WHAT IS ASKED
Edit the lines that run from the one containing "of the pile" through the one containing "[[1200, 360]]", swapping "pile of rubble" for "heap of debris" and keeping everything else the same. Return only those lines.

[START SUPPLIED MATERIAL]

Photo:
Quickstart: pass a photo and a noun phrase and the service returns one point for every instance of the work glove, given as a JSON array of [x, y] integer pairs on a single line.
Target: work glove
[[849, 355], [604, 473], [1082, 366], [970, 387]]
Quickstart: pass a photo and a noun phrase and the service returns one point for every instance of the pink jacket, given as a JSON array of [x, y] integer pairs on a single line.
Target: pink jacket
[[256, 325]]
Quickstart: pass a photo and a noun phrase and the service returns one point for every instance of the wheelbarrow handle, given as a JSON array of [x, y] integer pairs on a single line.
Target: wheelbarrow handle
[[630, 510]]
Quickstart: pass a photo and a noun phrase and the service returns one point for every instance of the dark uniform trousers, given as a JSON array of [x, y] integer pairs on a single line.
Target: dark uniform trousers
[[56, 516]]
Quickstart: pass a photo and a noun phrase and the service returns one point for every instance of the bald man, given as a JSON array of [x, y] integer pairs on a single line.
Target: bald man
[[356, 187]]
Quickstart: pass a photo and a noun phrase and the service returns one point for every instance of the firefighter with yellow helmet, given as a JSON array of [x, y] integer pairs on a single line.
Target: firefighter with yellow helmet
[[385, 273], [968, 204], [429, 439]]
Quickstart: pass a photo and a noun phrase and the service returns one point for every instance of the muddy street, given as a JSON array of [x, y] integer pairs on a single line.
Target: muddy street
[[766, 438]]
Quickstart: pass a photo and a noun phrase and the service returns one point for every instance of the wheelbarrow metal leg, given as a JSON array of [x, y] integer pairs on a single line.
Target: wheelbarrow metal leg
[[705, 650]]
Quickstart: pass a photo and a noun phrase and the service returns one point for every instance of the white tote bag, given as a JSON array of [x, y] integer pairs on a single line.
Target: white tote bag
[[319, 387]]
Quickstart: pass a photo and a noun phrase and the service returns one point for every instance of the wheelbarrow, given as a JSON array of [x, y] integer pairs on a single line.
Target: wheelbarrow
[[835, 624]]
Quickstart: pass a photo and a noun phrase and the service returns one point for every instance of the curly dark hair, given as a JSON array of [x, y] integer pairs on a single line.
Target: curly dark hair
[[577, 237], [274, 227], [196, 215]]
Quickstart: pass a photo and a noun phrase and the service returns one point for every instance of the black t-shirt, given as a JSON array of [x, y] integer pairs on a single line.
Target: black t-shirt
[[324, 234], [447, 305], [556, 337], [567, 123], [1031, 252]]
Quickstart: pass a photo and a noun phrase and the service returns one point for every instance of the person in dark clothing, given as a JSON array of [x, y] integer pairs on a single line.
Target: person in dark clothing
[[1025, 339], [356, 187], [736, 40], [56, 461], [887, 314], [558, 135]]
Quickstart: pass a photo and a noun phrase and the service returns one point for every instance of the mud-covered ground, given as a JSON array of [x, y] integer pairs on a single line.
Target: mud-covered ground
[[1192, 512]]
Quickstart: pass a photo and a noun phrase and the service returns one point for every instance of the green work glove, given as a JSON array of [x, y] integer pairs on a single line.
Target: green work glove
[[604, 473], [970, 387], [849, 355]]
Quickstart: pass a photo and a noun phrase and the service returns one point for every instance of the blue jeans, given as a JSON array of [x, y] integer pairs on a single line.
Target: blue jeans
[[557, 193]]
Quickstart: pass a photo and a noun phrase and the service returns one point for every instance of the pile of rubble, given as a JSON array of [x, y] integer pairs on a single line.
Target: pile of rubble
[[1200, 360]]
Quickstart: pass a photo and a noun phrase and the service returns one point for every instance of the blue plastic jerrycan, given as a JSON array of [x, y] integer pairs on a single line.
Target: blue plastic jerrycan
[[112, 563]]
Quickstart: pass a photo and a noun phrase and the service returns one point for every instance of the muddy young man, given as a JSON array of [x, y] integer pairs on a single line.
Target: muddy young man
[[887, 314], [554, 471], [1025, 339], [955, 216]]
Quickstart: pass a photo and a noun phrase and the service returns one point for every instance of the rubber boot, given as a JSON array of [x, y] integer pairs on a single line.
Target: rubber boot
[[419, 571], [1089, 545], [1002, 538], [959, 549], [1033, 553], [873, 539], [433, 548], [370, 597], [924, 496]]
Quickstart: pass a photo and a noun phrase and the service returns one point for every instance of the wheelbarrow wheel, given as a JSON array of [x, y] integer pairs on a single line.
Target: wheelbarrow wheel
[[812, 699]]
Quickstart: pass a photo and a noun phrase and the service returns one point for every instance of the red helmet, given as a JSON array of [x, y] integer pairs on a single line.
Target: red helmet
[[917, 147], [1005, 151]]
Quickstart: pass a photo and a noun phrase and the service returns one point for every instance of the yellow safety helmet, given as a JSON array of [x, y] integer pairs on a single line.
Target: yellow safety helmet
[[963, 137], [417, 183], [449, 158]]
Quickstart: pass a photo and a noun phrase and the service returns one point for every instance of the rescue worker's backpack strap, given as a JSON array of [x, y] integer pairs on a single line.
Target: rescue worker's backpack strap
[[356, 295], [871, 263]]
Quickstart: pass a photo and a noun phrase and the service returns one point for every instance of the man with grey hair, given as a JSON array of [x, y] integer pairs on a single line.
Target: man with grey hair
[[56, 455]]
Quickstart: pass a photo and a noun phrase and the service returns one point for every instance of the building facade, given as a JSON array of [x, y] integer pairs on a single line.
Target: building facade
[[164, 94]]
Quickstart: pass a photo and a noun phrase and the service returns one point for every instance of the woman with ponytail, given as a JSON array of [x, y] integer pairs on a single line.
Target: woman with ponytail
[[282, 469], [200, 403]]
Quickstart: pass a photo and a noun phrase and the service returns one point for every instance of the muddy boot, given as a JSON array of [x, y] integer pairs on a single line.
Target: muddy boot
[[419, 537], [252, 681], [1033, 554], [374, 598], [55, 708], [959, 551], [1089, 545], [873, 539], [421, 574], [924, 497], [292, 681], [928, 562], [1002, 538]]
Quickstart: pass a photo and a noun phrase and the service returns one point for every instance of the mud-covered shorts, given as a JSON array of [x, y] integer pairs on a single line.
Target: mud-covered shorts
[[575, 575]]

[END SUPPLIED MATERIAL]

TASK SOLUTION
Quickstart: pass a photo and a noun phrase and the service returns one point for every instance of the heap of debris, given as a JSON array of [x, y] integer pairs on a single line.
Target: heap of debris
[[1200, 360]]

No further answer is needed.